▸ **BRIEF**: Could you copy the material from the line with "of the apartment" to the line with "[(558, 114)]", changing "apartment building facade" to "residential building front" and keeping everything else the same?

▸ **MATERIAL FOR THIS EXERCISE**:
____
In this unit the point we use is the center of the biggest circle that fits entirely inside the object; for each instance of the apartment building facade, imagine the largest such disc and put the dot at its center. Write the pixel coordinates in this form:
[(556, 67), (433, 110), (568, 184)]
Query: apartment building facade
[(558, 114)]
____
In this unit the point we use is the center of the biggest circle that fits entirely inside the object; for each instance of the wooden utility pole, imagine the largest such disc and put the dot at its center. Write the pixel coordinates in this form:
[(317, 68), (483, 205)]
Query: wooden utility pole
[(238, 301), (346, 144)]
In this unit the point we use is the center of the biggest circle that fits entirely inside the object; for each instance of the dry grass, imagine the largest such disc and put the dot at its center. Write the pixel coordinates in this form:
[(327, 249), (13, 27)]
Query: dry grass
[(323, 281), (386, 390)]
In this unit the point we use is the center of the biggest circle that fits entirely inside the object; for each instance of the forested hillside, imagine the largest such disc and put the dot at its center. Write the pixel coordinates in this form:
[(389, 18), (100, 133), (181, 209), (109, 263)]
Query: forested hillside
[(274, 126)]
____
▸ **ANSWER FOR THE TASK**:
In this unit the point we use is the center of the biggest circle that fits entirely inside the object; for each instance of the residential building front, imagine the largest such disc and put the dot at its center. Write the pixel coordinates in this form:
[(556, 67), (433, 110), (568, 184)]
Query: residential building front
[(558, 114)]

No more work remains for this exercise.